Leave out the pictures and copy each record below exactly.

++++ Provided entries

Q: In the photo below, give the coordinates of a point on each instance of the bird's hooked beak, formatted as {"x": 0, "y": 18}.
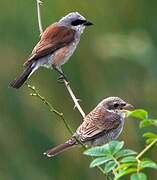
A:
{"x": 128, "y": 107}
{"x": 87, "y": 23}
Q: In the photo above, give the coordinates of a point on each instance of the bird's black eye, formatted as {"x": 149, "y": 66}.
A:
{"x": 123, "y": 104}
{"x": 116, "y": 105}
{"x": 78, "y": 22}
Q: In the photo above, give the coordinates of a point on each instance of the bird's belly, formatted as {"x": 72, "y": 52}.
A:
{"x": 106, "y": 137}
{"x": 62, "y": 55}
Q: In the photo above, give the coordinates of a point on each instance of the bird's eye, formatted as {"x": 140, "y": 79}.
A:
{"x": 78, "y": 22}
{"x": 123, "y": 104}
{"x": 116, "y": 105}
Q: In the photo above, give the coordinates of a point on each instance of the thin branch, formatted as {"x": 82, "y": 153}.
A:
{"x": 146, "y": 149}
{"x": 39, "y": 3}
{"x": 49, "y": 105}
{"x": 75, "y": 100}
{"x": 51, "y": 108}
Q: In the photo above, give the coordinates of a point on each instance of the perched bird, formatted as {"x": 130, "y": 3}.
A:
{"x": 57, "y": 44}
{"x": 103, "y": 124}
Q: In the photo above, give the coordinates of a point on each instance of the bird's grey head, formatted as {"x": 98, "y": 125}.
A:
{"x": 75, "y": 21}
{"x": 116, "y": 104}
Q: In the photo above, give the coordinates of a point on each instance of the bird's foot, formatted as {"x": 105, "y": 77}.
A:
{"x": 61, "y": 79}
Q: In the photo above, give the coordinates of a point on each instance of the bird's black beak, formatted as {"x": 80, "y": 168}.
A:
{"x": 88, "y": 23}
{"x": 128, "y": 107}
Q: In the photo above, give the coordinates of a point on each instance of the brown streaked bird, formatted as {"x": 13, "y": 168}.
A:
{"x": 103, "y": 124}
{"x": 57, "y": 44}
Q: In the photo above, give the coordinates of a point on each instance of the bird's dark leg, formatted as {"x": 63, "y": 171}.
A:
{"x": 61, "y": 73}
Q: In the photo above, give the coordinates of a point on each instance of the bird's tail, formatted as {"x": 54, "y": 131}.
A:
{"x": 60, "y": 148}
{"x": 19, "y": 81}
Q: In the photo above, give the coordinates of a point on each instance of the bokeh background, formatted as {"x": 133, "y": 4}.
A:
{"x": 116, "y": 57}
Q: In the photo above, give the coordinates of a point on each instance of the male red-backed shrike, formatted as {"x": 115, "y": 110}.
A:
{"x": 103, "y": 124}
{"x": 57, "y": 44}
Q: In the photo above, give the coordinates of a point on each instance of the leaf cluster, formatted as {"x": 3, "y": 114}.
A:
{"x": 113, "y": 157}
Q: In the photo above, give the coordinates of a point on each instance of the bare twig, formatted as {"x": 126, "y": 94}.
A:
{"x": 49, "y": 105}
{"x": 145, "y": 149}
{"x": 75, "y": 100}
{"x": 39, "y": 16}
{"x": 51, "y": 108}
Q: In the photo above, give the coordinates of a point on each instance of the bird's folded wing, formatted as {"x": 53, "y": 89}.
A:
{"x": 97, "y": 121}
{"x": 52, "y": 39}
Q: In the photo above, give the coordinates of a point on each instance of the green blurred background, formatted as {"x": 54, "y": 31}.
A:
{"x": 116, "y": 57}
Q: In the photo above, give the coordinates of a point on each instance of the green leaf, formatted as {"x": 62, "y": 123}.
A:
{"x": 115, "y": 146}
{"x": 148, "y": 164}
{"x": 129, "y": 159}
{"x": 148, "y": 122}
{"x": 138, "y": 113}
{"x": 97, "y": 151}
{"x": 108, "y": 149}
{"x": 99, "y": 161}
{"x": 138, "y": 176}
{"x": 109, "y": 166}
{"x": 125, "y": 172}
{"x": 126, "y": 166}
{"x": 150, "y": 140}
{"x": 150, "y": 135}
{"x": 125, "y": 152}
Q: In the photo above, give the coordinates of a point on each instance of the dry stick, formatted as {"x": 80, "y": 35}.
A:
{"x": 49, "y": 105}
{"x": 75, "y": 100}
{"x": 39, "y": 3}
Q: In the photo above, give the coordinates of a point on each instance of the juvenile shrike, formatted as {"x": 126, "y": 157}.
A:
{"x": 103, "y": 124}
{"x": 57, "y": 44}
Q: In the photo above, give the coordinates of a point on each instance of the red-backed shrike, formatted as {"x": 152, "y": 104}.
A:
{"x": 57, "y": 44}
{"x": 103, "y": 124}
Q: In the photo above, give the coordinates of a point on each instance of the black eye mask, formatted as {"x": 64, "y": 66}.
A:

++++++++

## Response
Q: In the photo below, give the coordinates of a point on each instance of the bird's hooked beak, formatted as {"x": 0, "y": 18}.
A:
{"x": 128, "y": 107}
{"x": 87, "y": 23}
Q: In the photo above, give the coordinates of a point on each instance of the bird's black eye, formatted as {"x": 149, "y": 66}.
A:
{"x": 123, "y": 104}
{"x": 116, "y": 105}
{"x": 78, "y": 22}
Q: In the photo above, give the coordinates of a point on each instance of the bird's belly, formatted as {"x": 72, "y": 52}.
A:
{"x": 106, "y": 137}
{"x": 62, "y": 55}
Q: In the photo above, give the coordinates of a point on each instance of the bird's eye, formatted as {"x": 140, "y": 79}.
A:
{"x": 78, "y": 22}
{"x": 123, "y": 104}
{"x": 116, "y": 105}
Q: In the photo above, give the coordinates of a point on each instance of the thin branch, formatted as {"x": 82, "y": 153}.
A:
{"x": 146, "y": 149}
{"x": 39, "y": 3}
{"x": 49, "y": 105}
{"x": 75, "y": 100}
{"x": 51, "y": 108}
Q: In the photo above, give the coordinates of a point on each instance of the perched bird, formatted as {"x": 130, "y": 3}.
A:
{"x": 57, "y": 44}
{"x": 103, "y": 124}
Q: In the photo above, give the coordinates of a point on each instance of the bird's grey head, formatted as {"x": 98, "y": 125}.
A:
{"x": 75, "y": 21}
{"x": 116, "y": 104}
Q: In the photo above, give the coordinates of a point on each instance of the bird's foot, formatted as {"x": 105, "y": 77}.
A:
{"x": 61, "y": 79}
Q: In the photo above, give the coordinates of a point on each instance of the bird's black beak, formatted as {"x": 80, "y": 168}.
A:
{"x": 88, "y": 23}
{"x": 128, "y": 107}
Q: In the photo above, give the coordinates of a point on each instance of the brown streaked bird, formatted as {"x": 13, "y": 168}.
A:
{"x": 103, "y": 124}
{"x": 57, "y": 44}
Q: In the photo above, give the coordinates of a point on each instance of the bird's dark leg, formatted as {"x": 63, "y": 171}.
A:
{"x": 61, "y": 73}
Q: In the photo above, give the coordinates of a point on each instance of the bird's tail, formatted as {"x": 54, "y": 131}.
A:
{"x": 60, "y": 148}
{"x": 19, "y": 81}
Q: In the photo above, give the coordinates of a point on each instance of the bokeh background, formatted as {"x": 133, "y": 4}.
A:
{"x": 116, "y": 57}
Q: In the photo above, give the coordinates of a point on each instance of the male red-backed shrike, formatted as {"x": 115, "y": 110}.
A:
{"x": 103, "y": 124}
{"x": 57, "y": 44}
Q: In the photo above, give the coordinates of a point on each instance of the leaf cluster, formatted as {"x": 3, "y": 114}.
A:
{"x": 113, "y": 157}
Q: In the photo above, give the coordinates of a point on each instance of the bare twig, formatted as {"x": 126, "y": 94}.
A:
{"x": 49, "y": 105}
{"x": 145, "y": 149}
{"x": 75, "y": 100}
{"x": 39, "y": 16}
{"x": 51, "y": 108}
Q: In the photo above, give the coordinates of a point on each instance of the bird's folded wing, formatted as {"x": 53, "y": 89}.
A:
{"x": 97, "y": 121}
{"x": 52, "y": 39}
Q: In the photo above, give the coordinates of a point on each instance of the green blurred background, formatted as {"x": 54, "y": 31}.
A:
{"x": 116, "y": 57}
Q: In the photo above, give the coordinates of a point on each instance of the green leaf, formatted as {"x": 62, "y": 123}.
A:
{"x": 115, "y": 146}
{"x": 148, "y": 164}
{"x": 129, "y": 159}
{"x": 148, "y": 122}
{"x": 138, "y": 113}
{"x": 97, "y": 151}
{"x": 108, "y": 149}
{"x": 99, "y": 161}
{"x": 138, "y": 176}
{"x": 109, "y": 166}
{"x": 125, "y": 172}
{"x": 126, "y": 166}
{"x": 150, "y": 140}
{"x": 150, "y": 135}
{"x": 125, "y": 152}
Q: In the photo above, give the coordinates of a point on each instance of the dry stick, formatted as {"x": 80, "y": 35}.
A:
{"x": 49, "y": 105}
{"x": 75, "y": 100}
{"x": 39, "y": 3}
Q: In the photo above, give the coordinates of a point on each instance of the juvenile shrike, formatted as {"x": 126, "y": 157}.
A:
{"x": 103, "y": 124}
{"x": 57, "y": 44}
Q: In the photo above, give the coordinates of a point on each instance of the red-backed shrike, formatted as {"x": 152, "y": 104}.
A:
{"x": 57, "y": 44}
{"x": 103, "y": 124}
Q: In the photo above, give the coordinates of a point on each instance of the black eye mask, formatted as {"x": 64, "y": 66}.
A:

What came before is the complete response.